WHAT IS BEING ASKED: Select every line in the records that contains the word "slope", and copy each one out in full. Case counts.

SUPPLIED INFORMATION:
* * * *

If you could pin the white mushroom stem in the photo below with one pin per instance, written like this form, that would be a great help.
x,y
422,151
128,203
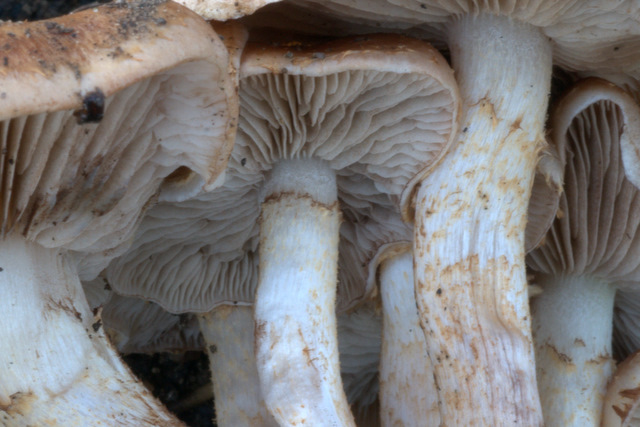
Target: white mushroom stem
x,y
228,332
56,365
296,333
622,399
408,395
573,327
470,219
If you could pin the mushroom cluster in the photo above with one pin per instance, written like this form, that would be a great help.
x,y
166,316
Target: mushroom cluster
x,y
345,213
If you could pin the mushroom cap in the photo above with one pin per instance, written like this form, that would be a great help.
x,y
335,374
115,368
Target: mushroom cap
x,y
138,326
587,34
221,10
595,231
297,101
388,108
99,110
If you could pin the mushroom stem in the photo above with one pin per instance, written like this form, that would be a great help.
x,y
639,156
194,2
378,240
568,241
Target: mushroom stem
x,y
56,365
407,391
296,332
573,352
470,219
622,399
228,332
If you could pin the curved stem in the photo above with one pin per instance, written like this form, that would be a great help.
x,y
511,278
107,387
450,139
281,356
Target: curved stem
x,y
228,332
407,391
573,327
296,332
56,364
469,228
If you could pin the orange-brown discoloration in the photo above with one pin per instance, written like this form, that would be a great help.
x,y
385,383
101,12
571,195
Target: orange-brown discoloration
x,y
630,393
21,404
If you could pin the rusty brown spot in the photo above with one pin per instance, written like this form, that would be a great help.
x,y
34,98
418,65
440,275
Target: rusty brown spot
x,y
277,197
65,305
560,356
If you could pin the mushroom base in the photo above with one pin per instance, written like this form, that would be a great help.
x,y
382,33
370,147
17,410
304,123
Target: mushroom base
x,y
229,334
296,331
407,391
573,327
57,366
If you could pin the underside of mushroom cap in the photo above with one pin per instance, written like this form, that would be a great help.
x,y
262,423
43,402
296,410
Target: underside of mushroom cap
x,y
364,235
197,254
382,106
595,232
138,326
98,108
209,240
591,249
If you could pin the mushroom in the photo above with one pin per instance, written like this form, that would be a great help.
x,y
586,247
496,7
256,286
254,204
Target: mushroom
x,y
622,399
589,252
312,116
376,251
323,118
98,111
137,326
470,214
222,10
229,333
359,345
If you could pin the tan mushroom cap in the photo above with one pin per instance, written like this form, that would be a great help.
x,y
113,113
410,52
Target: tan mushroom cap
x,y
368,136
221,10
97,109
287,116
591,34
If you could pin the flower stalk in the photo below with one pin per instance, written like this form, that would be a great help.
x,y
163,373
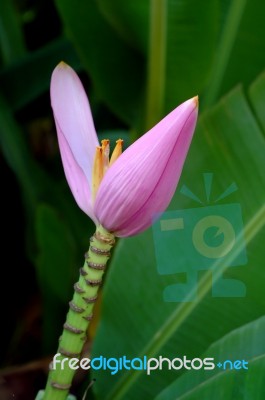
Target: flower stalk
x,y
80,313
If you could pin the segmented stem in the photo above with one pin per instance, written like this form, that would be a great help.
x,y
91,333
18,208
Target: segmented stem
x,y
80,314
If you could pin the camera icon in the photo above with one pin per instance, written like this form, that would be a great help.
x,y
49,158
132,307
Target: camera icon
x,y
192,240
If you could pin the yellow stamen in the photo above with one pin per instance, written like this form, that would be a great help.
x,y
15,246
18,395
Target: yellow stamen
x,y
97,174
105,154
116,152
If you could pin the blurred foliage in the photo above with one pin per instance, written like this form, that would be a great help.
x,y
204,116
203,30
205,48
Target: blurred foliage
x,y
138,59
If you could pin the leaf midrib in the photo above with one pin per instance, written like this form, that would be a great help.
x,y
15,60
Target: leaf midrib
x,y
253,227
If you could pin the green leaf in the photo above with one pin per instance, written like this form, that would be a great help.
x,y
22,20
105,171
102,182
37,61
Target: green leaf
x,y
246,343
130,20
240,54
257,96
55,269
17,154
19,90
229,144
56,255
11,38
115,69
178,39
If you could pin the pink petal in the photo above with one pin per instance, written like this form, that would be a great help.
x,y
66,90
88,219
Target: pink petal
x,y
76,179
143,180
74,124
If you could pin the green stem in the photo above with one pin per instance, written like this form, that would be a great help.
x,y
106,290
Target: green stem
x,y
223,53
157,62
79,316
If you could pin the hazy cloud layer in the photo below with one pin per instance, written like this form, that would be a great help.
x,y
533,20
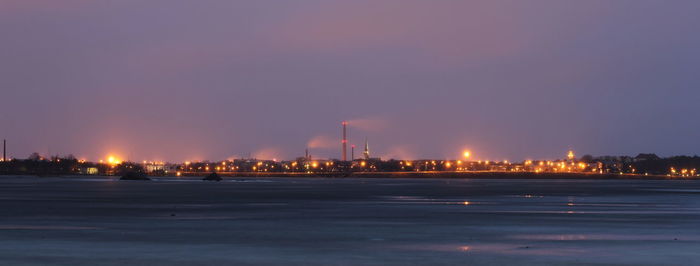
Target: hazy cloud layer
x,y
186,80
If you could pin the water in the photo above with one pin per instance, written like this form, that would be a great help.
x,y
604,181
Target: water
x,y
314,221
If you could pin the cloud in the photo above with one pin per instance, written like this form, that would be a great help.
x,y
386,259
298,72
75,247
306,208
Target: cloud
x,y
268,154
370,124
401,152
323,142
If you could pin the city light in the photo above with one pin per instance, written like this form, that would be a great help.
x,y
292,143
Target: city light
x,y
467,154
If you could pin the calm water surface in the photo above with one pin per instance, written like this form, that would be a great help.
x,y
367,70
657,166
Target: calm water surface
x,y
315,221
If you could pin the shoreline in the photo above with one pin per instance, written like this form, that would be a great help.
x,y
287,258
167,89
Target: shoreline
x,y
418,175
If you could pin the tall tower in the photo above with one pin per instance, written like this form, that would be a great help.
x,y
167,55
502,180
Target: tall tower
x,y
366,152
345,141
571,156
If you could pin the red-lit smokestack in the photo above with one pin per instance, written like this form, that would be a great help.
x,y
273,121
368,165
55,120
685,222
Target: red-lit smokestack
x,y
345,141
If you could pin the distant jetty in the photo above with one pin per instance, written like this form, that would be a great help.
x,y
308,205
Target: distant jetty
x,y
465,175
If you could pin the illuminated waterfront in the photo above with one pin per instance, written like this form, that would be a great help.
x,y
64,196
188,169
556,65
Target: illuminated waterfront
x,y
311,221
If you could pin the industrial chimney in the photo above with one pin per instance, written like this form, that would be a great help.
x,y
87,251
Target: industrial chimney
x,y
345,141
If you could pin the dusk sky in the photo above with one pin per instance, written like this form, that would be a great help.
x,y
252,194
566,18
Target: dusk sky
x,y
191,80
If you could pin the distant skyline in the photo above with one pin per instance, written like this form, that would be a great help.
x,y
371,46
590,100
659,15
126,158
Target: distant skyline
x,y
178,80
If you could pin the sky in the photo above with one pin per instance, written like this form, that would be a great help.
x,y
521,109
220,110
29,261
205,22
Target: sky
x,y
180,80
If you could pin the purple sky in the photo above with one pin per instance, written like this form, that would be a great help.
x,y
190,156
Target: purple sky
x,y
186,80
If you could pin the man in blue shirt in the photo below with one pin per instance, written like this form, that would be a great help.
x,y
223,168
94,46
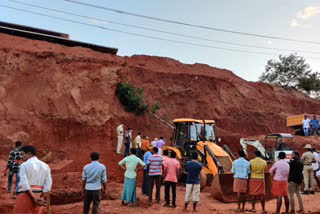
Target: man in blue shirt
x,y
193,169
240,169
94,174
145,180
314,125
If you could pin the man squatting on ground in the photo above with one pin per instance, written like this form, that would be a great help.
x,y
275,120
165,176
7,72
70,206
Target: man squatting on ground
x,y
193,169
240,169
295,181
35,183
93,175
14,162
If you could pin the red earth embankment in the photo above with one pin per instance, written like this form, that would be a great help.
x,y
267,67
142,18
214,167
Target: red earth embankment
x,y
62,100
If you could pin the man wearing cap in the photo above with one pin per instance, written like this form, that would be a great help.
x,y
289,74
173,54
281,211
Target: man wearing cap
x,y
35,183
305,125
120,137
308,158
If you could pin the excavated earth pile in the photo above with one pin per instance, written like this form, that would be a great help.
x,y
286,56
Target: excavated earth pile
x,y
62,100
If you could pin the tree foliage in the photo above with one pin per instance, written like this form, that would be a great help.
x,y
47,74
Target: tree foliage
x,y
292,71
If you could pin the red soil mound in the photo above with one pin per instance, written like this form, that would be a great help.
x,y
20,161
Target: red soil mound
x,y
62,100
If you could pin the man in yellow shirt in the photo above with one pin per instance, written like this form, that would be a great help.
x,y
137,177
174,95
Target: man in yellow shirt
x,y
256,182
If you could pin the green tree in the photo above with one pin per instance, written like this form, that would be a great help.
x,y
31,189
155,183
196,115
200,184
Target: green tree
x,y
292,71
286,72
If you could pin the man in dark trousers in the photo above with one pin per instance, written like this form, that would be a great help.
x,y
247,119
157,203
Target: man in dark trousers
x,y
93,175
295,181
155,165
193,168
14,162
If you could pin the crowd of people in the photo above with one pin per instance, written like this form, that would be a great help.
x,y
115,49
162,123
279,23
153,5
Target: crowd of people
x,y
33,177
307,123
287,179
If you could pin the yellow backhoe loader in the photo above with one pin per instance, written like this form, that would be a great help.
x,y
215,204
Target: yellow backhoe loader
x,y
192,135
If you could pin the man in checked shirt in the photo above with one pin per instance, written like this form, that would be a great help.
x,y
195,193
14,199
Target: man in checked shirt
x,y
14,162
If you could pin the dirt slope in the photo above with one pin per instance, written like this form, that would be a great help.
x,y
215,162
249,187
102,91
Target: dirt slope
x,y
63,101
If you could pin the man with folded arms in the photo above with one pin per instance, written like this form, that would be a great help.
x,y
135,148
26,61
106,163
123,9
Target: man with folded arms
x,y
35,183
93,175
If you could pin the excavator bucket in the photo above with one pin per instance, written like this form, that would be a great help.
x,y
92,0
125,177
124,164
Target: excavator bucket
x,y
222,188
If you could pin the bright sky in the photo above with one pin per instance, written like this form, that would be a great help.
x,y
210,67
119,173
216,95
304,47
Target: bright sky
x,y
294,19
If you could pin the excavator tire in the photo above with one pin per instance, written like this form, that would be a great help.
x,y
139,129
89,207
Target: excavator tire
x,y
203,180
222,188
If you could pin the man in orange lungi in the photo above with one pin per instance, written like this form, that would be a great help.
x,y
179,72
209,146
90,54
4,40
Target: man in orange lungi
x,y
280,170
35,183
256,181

* * * *

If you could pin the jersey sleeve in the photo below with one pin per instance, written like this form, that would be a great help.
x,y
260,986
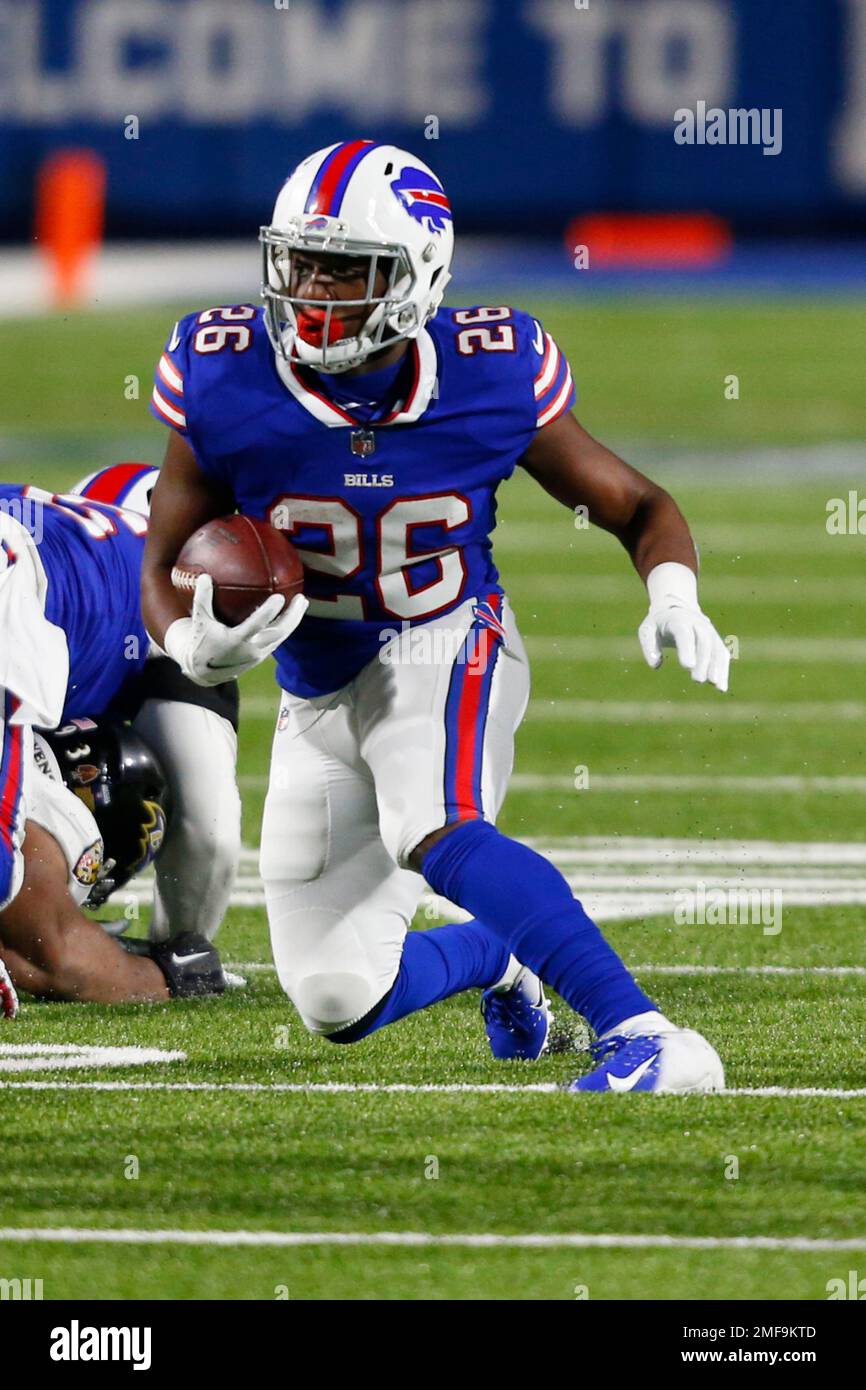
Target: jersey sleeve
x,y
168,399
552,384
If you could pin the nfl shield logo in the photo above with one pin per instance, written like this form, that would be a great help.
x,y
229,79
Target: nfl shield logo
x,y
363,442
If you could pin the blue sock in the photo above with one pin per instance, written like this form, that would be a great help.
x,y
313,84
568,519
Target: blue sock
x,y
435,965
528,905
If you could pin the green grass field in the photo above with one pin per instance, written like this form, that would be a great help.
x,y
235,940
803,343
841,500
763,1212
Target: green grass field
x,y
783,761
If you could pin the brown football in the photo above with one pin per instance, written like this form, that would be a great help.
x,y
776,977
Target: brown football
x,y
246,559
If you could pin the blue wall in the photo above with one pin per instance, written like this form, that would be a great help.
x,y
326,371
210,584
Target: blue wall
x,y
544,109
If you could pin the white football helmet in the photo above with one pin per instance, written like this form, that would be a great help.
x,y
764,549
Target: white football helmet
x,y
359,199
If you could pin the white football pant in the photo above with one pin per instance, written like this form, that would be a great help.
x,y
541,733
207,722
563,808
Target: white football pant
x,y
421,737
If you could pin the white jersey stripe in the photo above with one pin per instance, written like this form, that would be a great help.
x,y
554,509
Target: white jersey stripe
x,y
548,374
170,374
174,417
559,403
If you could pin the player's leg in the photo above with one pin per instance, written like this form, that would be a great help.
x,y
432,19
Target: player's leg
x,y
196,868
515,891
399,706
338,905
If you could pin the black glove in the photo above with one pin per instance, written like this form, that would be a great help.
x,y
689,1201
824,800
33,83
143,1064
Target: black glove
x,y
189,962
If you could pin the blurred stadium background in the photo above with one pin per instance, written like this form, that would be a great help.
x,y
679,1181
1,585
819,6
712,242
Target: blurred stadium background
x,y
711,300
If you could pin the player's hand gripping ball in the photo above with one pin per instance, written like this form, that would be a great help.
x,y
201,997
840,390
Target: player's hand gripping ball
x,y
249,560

* * * *

WORKED ANSWER:
If you could pin the dirt slope in the photo above with one pin per instance, written like this form, that would be a great help.
Target: dirt slope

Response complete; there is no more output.